= Short problem =
Identify every line in the data below that contains the string "window" and copy each of those lines.
--------------------------------------------------
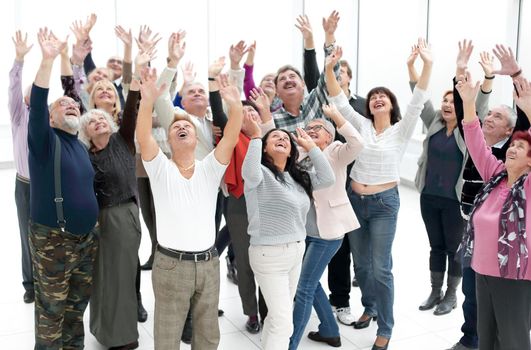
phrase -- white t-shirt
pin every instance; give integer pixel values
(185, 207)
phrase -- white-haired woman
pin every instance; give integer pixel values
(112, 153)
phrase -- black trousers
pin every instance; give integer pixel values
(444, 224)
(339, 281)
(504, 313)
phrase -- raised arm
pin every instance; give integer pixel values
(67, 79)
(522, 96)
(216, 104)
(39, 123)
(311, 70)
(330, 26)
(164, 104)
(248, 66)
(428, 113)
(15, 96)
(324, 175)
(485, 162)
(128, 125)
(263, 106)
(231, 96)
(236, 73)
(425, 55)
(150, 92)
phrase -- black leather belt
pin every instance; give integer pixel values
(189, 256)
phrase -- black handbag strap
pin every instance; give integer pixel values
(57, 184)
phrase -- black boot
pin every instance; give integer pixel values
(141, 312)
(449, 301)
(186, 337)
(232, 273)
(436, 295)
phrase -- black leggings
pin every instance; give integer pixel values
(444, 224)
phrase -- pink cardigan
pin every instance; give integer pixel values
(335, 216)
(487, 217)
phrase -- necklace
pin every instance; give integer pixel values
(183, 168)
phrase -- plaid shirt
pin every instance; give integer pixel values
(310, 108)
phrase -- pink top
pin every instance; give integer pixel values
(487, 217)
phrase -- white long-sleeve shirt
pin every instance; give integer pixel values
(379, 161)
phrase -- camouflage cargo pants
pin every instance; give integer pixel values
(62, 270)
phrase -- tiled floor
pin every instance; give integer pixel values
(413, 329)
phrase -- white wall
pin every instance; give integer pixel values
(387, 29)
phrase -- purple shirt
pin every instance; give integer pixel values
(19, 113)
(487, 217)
--------------------------------------------------
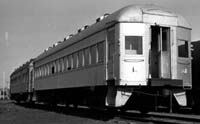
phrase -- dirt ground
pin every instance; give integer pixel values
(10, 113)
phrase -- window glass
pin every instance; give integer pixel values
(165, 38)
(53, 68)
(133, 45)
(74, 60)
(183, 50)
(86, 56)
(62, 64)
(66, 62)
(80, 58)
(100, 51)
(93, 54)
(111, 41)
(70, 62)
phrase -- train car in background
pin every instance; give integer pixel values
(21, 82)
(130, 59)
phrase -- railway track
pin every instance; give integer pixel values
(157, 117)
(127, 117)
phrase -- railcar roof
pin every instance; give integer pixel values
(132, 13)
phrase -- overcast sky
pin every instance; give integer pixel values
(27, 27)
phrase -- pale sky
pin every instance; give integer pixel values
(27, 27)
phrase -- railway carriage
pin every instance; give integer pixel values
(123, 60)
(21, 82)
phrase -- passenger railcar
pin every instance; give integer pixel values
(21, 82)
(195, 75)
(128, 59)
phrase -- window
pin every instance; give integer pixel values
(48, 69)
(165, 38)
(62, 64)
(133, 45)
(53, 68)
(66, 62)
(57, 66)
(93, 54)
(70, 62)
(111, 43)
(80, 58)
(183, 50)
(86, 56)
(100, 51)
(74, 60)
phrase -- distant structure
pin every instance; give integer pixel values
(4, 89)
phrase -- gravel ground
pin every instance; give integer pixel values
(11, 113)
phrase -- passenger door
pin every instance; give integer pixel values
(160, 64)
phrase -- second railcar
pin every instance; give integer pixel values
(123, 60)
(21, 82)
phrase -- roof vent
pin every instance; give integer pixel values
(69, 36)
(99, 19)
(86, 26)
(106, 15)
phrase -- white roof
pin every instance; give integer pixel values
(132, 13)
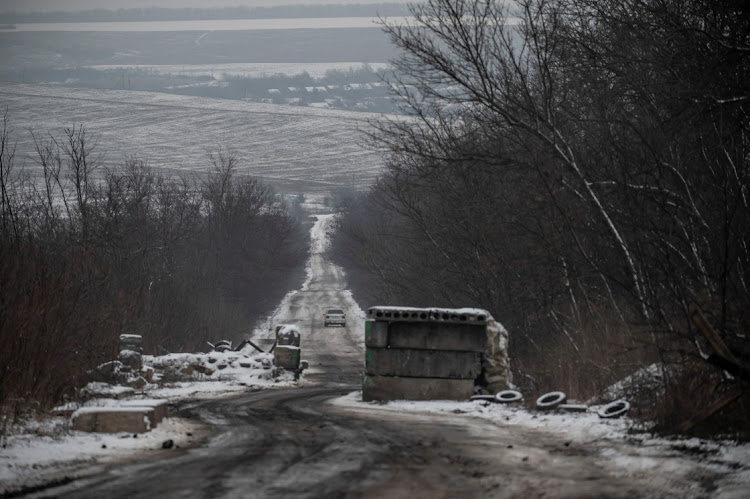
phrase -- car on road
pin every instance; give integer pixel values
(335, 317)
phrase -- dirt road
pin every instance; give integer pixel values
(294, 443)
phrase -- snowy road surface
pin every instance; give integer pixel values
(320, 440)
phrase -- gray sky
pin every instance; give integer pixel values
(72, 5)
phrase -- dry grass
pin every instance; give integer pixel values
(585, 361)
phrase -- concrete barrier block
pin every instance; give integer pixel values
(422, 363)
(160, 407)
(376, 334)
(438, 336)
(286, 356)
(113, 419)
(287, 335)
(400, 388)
--------------------------------------------------
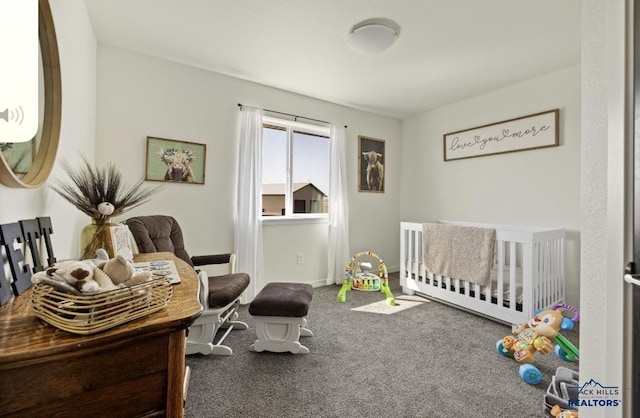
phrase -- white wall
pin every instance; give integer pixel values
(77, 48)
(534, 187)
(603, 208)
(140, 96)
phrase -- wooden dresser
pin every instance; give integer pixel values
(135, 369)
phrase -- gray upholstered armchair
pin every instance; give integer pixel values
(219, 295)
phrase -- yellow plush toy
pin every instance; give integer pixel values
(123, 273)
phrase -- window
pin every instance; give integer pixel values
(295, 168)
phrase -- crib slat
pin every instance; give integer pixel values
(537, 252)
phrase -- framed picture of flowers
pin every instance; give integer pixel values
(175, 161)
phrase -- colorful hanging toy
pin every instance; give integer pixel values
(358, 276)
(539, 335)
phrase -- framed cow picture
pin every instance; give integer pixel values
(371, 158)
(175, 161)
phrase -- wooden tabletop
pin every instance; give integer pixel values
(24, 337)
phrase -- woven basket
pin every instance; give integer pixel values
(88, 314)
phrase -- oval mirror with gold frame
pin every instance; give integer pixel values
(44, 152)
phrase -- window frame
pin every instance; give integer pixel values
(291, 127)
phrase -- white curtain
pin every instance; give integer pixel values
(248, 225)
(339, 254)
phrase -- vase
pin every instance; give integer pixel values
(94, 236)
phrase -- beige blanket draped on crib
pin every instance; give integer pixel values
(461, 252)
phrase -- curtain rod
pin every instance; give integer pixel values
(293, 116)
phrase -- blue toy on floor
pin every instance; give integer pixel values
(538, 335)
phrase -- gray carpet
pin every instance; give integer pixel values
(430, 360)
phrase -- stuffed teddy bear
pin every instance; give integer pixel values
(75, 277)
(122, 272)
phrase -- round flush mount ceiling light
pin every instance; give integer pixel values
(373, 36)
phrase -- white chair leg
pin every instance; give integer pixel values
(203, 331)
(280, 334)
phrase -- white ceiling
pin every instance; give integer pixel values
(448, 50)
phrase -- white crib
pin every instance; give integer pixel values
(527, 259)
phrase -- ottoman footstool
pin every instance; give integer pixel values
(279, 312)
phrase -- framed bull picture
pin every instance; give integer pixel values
--------------------------------------------------
= Output for this exercise =
phrase -- window glass
phrase -- window
phrase -- window
phrase -- window frame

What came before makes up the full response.